§ Task directions:
Within the entries below, how many lines carry the word "window"? State the number and stop.

§ Listed records:
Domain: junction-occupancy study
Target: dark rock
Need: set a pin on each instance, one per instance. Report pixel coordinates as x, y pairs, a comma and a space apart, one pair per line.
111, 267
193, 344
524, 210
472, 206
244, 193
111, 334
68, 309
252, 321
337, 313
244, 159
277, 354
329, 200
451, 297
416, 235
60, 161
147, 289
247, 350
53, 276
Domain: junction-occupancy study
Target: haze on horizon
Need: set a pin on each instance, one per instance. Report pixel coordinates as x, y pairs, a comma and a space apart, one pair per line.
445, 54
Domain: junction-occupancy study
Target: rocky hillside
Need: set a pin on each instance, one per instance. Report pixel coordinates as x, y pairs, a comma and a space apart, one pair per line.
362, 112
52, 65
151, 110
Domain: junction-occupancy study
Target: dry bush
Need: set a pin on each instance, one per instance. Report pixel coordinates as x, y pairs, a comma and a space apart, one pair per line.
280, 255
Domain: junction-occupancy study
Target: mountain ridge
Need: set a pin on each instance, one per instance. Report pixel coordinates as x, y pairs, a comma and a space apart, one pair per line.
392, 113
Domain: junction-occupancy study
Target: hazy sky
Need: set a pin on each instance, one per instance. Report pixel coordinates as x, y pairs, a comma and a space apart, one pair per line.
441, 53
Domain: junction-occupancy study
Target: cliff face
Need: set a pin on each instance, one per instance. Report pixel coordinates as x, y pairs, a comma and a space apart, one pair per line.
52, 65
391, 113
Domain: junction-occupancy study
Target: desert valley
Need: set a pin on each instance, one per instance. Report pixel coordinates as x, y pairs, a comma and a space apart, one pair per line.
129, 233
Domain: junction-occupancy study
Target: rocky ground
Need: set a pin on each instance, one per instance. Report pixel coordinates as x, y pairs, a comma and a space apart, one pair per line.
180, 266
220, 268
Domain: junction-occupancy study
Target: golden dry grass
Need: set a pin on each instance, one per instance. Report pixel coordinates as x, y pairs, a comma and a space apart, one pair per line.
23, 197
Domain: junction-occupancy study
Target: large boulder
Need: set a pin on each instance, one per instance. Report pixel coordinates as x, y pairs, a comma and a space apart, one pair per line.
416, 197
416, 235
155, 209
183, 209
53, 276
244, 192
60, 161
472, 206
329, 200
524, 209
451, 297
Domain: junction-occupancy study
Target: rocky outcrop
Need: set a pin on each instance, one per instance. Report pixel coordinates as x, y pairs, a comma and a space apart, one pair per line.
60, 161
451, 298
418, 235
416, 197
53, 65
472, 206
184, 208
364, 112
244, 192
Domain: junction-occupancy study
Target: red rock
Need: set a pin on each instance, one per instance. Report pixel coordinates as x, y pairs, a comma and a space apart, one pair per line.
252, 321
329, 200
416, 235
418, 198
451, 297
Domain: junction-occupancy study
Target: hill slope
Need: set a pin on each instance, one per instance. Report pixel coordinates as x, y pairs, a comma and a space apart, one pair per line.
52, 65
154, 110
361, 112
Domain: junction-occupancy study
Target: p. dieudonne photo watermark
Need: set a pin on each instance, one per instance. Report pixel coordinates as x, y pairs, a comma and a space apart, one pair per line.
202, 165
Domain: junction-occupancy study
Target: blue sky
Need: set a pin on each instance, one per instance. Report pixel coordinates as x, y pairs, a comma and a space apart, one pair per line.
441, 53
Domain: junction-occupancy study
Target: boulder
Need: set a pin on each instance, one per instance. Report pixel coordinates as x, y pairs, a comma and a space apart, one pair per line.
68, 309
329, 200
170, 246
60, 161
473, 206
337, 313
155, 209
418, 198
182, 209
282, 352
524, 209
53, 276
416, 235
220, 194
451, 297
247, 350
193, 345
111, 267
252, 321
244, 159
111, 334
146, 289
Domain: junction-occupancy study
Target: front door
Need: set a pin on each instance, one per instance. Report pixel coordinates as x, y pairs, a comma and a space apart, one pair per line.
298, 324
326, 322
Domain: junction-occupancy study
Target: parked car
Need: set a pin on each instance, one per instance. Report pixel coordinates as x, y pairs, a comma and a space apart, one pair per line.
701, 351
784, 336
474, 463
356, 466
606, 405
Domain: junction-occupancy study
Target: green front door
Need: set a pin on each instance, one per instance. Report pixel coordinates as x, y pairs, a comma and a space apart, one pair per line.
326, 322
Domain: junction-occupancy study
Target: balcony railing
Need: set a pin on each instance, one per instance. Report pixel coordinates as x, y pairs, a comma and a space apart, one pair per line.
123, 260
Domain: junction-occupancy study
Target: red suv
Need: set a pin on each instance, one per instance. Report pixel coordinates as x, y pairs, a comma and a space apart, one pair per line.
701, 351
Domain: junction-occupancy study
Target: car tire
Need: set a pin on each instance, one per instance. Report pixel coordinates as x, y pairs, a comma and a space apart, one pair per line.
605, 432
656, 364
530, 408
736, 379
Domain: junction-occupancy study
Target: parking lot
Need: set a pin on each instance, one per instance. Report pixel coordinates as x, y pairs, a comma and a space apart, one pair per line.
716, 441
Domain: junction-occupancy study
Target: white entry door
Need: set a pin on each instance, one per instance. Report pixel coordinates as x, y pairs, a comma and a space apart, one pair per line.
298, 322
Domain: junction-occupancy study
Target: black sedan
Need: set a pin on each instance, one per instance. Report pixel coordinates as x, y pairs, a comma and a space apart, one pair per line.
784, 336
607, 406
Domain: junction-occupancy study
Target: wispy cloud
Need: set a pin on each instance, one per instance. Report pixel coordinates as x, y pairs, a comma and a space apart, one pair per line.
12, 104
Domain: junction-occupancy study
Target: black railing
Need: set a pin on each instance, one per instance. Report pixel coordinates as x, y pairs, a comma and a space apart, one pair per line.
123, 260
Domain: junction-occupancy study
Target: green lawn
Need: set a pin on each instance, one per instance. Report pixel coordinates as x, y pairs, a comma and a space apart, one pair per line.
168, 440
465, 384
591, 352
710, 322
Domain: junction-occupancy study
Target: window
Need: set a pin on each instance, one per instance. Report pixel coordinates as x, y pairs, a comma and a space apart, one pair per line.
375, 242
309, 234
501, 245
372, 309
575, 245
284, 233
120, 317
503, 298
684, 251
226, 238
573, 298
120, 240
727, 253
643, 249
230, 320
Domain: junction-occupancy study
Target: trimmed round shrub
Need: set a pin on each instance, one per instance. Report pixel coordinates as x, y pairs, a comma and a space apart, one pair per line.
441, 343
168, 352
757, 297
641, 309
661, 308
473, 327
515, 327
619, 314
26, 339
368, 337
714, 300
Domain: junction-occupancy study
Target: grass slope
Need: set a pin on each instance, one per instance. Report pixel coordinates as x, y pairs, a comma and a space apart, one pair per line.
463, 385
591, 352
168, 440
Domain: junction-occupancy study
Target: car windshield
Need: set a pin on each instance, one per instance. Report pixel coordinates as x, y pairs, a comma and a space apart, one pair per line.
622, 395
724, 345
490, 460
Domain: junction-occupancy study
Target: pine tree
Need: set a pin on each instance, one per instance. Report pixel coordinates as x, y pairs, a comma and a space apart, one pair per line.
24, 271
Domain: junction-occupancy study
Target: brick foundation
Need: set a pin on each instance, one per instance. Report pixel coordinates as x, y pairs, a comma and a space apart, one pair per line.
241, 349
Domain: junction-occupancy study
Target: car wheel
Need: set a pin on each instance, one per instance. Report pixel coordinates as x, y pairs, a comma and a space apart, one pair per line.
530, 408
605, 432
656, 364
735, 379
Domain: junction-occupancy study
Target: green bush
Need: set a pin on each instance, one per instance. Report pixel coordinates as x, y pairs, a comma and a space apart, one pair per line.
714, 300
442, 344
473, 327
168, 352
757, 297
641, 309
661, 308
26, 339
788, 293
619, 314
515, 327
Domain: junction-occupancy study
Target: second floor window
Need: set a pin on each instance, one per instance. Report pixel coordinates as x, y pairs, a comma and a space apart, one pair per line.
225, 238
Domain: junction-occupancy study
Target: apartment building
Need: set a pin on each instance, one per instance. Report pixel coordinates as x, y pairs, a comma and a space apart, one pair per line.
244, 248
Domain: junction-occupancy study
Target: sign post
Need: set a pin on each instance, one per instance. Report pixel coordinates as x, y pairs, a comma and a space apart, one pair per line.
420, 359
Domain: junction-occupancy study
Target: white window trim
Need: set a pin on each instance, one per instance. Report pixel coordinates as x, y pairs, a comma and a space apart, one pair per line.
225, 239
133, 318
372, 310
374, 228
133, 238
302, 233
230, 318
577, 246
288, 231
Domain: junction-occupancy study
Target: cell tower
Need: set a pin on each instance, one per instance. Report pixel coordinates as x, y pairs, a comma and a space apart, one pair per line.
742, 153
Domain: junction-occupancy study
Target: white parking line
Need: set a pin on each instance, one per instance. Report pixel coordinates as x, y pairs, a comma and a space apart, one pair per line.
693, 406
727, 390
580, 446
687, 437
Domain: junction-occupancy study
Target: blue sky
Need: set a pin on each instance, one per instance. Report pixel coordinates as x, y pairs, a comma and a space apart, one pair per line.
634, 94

§ Solved exercise:
3